Each record below must be written out exactly as given.

EXTRACTED ENTRIES: Begin

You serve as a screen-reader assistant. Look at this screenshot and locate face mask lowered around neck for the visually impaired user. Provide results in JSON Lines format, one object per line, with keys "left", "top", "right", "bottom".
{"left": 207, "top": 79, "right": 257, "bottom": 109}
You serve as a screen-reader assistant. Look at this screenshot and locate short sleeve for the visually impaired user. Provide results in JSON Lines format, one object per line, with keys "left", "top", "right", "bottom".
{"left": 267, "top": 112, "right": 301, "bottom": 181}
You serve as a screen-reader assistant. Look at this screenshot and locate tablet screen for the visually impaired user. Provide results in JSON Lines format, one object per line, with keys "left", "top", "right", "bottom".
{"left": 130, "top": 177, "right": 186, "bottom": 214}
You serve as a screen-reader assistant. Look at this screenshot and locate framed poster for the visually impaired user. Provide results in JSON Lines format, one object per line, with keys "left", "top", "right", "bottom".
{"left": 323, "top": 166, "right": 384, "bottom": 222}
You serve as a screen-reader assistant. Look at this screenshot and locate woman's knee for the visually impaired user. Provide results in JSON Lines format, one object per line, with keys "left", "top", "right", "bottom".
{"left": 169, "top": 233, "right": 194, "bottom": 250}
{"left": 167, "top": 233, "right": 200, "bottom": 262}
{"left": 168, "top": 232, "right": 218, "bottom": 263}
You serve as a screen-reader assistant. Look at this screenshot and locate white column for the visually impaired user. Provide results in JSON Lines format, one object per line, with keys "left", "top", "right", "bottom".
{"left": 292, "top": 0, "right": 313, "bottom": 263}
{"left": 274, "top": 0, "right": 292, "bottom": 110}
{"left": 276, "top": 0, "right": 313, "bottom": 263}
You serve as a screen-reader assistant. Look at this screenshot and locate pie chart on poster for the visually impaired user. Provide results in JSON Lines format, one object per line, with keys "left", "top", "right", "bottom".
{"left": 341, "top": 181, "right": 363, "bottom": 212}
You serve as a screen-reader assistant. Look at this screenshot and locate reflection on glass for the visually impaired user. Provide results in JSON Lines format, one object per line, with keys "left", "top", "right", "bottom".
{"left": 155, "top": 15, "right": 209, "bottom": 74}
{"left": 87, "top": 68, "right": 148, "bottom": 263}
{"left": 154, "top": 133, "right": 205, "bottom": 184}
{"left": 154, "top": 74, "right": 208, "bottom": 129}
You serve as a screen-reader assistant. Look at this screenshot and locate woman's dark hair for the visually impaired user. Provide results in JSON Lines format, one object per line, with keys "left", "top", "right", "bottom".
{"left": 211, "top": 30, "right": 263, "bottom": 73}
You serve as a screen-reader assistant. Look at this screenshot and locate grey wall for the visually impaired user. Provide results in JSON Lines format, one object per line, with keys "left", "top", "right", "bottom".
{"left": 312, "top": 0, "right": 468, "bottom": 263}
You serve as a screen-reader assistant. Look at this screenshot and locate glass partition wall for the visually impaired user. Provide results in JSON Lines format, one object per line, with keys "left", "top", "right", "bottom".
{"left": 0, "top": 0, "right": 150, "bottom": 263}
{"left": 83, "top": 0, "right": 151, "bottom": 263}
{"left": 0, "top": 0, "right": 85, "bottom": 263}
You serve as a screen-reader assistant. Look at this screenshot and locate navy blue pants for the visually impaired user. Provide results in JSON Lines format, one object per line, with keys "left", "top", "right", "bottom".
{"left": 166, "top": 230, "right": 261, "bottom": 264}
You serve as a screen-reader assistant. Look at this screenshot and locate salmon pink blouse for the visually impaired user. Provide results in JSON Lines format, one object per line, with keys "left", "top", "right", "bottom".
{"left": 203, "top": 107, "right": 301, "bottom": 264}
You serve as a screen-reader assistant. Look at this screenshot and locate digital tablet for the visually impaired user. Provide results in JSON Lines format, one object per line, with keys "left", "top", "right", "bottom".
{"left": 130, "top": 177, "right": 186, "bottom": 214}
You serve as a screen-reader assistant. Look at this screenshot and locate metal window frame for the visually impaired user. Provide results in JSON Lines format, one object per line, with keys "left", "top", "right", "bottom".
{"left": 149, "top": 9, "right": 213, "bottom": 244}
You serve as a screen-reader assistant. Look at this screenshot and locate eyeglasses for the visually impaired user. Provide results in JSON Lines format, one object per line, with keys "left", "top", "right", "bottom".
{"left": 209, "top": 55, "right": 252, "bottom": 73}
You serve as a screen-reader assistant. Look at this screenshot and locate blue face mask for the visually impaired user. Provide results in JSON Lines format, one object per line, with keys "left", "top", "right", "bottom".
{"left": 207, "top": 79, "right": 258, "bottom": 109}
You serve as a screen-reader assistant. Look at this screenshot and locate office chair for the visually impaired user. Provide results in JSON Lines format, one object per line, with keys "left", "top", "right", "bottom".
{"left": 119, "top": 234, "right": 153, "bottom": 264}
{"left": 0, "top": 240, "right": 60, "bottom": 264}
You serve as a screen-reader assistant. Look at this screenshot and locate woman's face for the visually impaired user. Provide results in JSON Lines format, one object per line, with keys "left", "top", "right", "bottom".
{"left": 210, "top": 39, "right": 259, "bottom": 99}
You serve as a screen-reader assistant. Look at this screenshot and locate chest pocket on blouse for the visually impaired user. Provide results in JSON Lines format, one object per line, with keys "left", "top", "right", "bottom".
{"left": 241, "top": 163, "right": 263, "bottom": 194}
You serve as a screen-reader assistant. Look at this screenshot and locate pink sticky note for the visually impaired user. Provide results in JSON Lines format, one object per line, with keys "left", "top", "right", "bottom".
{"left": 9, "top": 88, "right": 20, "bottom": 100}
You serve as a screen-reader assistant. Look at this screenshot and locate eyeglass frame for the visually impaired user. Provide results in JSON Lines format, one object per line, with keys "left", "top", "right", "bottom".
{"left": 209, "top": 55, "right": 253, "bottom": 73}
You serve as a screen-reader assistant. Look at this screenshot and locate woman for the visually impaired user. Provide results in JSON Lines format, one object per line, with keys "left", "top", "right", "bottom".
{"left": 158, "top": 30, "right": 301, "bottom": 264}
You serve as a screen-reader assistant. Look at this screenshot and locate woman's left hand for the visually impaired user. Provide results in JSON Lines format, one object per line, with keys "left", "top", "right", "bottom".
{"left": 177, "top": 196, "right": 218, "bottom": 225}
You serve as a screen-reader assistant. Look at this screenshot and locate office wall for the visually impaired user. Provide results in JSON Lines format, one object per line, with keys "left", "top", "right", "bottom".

EXTRACTED ENTRIES: End

▸ **TASK RESULT**:
You serve as a screen-reader assistant. Look at this screenshot and locate face mask lowered around neck for the visually impaired user. Provide results in JSON Lines format, one object per line, with keys "left", "top", "right", "bottom".
{"left": 207, "top": 79, "right": 257, "bottom": 109}
You serve as a screen-reader assistant. Look at this screenshot and locate short sleeve for the visually impaired user. Provide results in JSON Lines format, one object per line, with keys "left", "top", "right", "bottom".
{"left": 267, "top": 112, "right": 301, "bottom": 181}
You serve as a screen-reader assistant. Look at this screenshot and locate tablet screen for the visually impaired user. Provide results in JSON Lines format, one object per line, with keys "left", "top", "right", "bottom".
{"left": 130, "top": 177, "right": 186, "bottom": 214}
You serve as a screen-reader assistant. Look at this screenshot and locate framed poster for the visually impaired user. Provide results in JSON Lines format, one object per line, with keys "left", "top", "right", "bottom".
{"left": 323, "top": 166, "right": 384, "bottom": 222}
You serve as a screen-reader assistant. Look at this screenshot and locate woman's knee for the visually impaired user. Provide results in JSON Lines format, one object per line, with keys "left", "top", "right", "bottom".
{"left": 169, "top": 233, "right": 194, "bottom": 250}
{"left": 167, "top": 233, "right": 200, "bottom": 262}
{"left": 168, "top": 232, "right": 218, "bottom": 263}
You serve as a screen-reader assistant. Look at this screenshot and locate white column for the visually impaired user. Provide results in JSON Lines format, one object per line, with keys "left", "top", "right", "bottom".
{"left": 292, "top": 0, "right": 313, "bottom": 263}
{"left": 274, "top": 0, "right": 292, "bottom": 110}
{"left": 276, "top": 0, "right": 313, "bottom": 263}
You serve as a screen-reader assistant. Look at this screenshot and locate pie chart on poster for the visually impaired user. Provide results in JSON Lines format, one object per line, with keys "left", "top", "right", "bottom".
{"left": 341, "top": 181, "right": 363, "bottom": 212}
You serve as a screen-reader assistant. Look at this screenshot and locate reflection on glass for the visually impaired user. Provide results in JSON Lines format, one object per line, with keys "left", "top", "right", "bottom".
{"left": 155, "top": 15, "right": 209, "bottom": 74}
{"left": 87, "top": 68, "right": 148, "bottom": 263}
{"left": 154, "top": 133, "right": 205, "bottom": 184}
{"left": 154, "top": 74, "right": 208, "bottom": 129}
You serve as a screen-reader assistant. Look at this screenshot and locate woman's dark hair for the visually impaired user. Provide results in JSON Lines format, one object per line, with keys "left", "top", "right", "bottom".
{"left": 211, "top": 30, "right": 263, "bottom": 73}
You serve as a screen-reader assistant. Look at this screenshot and locate grey wall for the visually impaired user. Provide results in JSON Lines format, one object per line, with keys "left", "top", "right", "bottom".
{"left": 312, "top": 0, "right": 468, "bottom": 263}
You serve as a screen-reader assistant. Look at this screenshot and locate glass partition wall for the visually impaired user. Provide results in JSON Lines format, one object per line, with keys "left", "top", "right", "bottom".
{"left": 0, "top": 0, "right": 150, "bottom": 263}
{"left": 83, "top": 0, "right": 151, "bottom": 263}
{"left": 0, "top": 0, "right": 85, "bottom": 263}
You serve as a screen-reader assistant. Look at this screenshot and locate navy blue pants for the visually impaired user. Provide results in JSON Lines format, one object per line, with keys "left", "top", "right", "bottom".
{"left": 166, "top": 230, "right": 261, "bottom": 264}
You serve as a screen-reader assistant. Look at this screenshot and locate salmon pink blouse for the visually impaired user. Provide results in JSON Lines format, one object per line, with keys "left", "top", "right", "bottom".
{"left": 203, "top": 107, "right": 301, "bottom": 264}
You serve as a screen-reader assistant. Look at this screenshot and locate digital tablet for the visually impaired user. Provide results in JSON Lines format, one object per line, with keys "left", "top", "right", "bottom".
{"left": 130, "top": 177, "right": 186, "bottom": 214}
You serve as a screen-reader assistant. Look at this screenshot and locate metal window frame for the visually impaired user. Provide results in JSON Lines format, one object per line, with keys "left", "top", "right", "bottom".
{"left": 149, "top": 9, "right": 213, "bottom": 244}
You serve as a screen-reader assistant. Look at this screenshot and locate eyeglasses for the visually impaired user. Provide results in JSON Lines format, one object per line, with keys "left", "top", "right", "bottom".
{"left": 209, "top": 55, "right": 252, "bottom": 73}
You serve as a screen-reader assistant. Look at this screenshot and locate blue face mask for the visually impaired user. Provide results in JSON Lines format, one object per line, with keys "left", "top", "right", "bottom".
{"left": 207, "top": 79, "right": 258, "bottom": 109}
You serve as a screen-reader assistant. Look at this screenshot and locate office chair for the visually impaired user. Provide results in JSON Lines format, one object per line, with keys "left", "top", "right", "bottom".
{"left": 119, "top": 234, "right": 153, "bottom": 264}
{"left": 0, "top": 240, "right": 60, "bottom": 264}
You serve as a screen-reader assistant. Look at this screenshot and locate woman's face for the visually impaired user. Provide results in JSON Lines format, one object per line, with keys "left", "top", "right", "bottom".
{"left": 210, "top": 39, "right": 259, "bottom": 99}
You serve as a screen-reader assistant. Look at this screenshot and locate chest pocket on blouse for the visually impaired user. Provide results in JSON Lines format, one object per line, with keys "left", "top", "right", "bottom".
{"left": 241, "top": 163, "right": 263, "bottom": 194}
You serve as a screen-reader assistant. Look at this screenshot and locate pink sticky note for the visually impaired user. Provide results in JSON Lines format, one object per line, with keys "left", "top", "right", "bottom".
{"left": 9, "top": 88, "right": 20, "bottom": 100}
You serve as a screen-reader assistant. Look at this screenshot and locate eyeglass frame for the visually impaired user. Provide results in JSON Lines format, one object per line, with keys "left", "top", "right", "bottom".
{"left": 209, "top": 55, "right": 253, "bottom": 73}
You serve as a screen-reader assistant. Look at this screenshot and locate woman for the visually impaired user. Provide results in JSON Lines format, one object per line, with keys "left", "top", "right", "bottom".
{"left": 158, "top": 30, "right": 301, "bottom": 264}
You serve as a screen-reader assistant. Look at this screenshot and locate woman's left hand for the visually impaired user. Provide results in JSON Lines format, one object per line, with keys "left", "top", "right", "bottom".
{"left": 177, "top": 196, "right": 218, "bottom": 225}
You serve as a screen-reader assistant. Look at this screenshot and locate office wall for the visually impaired user. Provide results in JSON Lines format, one object per line, with keys "left", "top", "right", "bottom".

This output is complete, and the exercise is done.